Problème à traiter:
Recopiez intégralement, sans rien y changer, le texte ci-dessous sur les acides gras trans et la santé.

━━ Texte à lire ━━

Acides gras trans et santé.
Depuis 1990, il a été démontré, d’abord par des études d’intervention nutritionnelle puis par des études épidémiologiques, que la consommation d’acides gras trans était associée à une augmentation du risque cardio-vasculaire, avec notamment une augmentation du LDL-cholestérol, et aussi une diminution du HDL-cholestérol. Ces données ont soutenu largement l’hypothèse d’un effet délétère des acides gras trans plus important que celui connu pour les acides gras saturés, qui eux ne diminuent pas le HDL-cholestérol. Considérées ensemble, ces données ont fait qu’il a été estimé que le risque d’accident cardio-vasculaire augmentait d’environ 25 % lorsque l’apport énergétique sous forme d’acides gras trans augmentait de 2 points.
Cependant, toutes les études d’intervention jusqu’en 2008 avaient été menées avec des acides gras trans d’origine technologique, et la plupart des données épidémiologiques ne permettaient pas de clarifier les effets respectifs de l’une ou l’autre source.
En 2008, deux études d’intervention en France et au Canada publiées dans The American Journal of Clinical Nutrition et une étude épidémiologique danoise publiée dans The International Journal of Epidemiology ont bien montré que les acides gras trans issus des ruminants ne pouvaient être mis en cause en termes de risque cardio-vasculaire, même chez les forts consommateurs des aliments vecteurs.

━━━
━━ Données recueillies ━━

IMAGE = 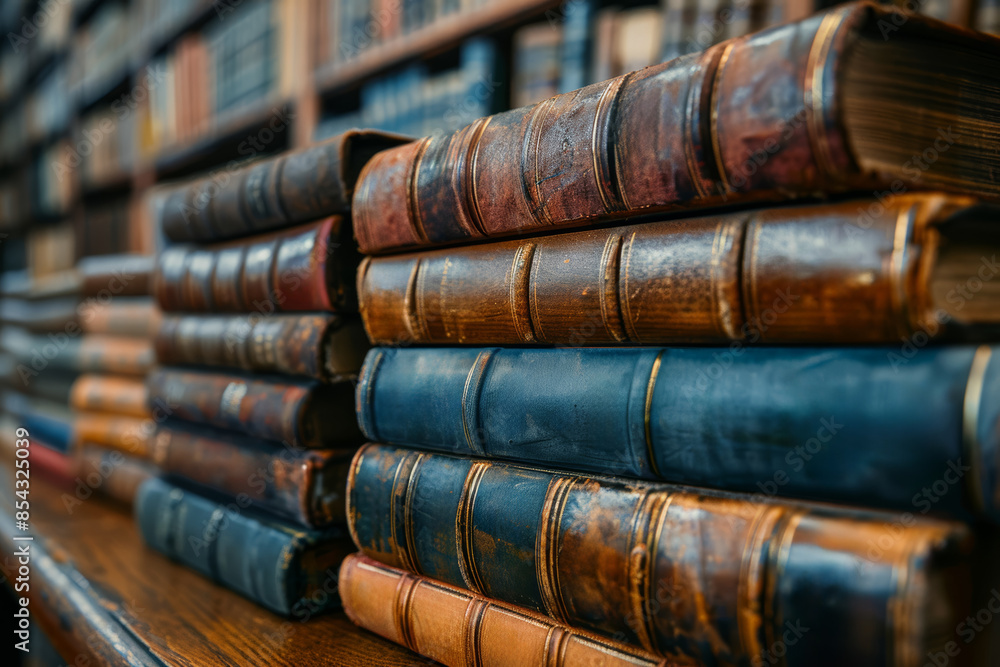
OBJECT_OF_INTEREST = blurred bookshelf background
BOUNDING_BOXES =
[0,0,988,280]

━━━

Réponse:
Acides gras trans et santé.
Depuis 1990, il a été démontré, d’abord par des études d’intervention nutritionnelle puis par des études épidémiologiques, que la consommation d’acides gras trans était associée à une augmentation du risque cardio-vasculaire, avec notamment une augmentation du LDL-cholestérol, et aussi une diminution du HDL-cholestérol. Ces données ont soutenu largement l’hypothèse d’un effet délétère des acides gras trans plus important que celui connu pour les acides gras saturés, qui eux ne diminuent pas le HDL-cholestérol. Considérées ensemble, ces données ont fait qu’il a été estimé que le risque d’accident cardio-vasculaire augmentait d’environ 25 % lorsque l’apport énergétique sous forme d’acides gras trans augmentait de 2 points.
Cependant, toutes les études d’intervention jusqu’en 2008 avaient été menées avec des acides gras trans d’origine technologique, et la plupart des données épidémiologiques ne permettaient pas de clarifier les effets respectifs de l’une ou l’autre source.
En 2008, deux études d’intervention en France et au Canada publiées dans The American Journal of Clinical Nutrition et une étude épidémiologique danoise publiée dans The International Journal of Epidemiology ont bien montré que les acides gras trans issus des ruminants ne pouvaient être mis en cause en termes de risque cardio-vasculaire, même chez les forts consommateurs des aliments vecteurs.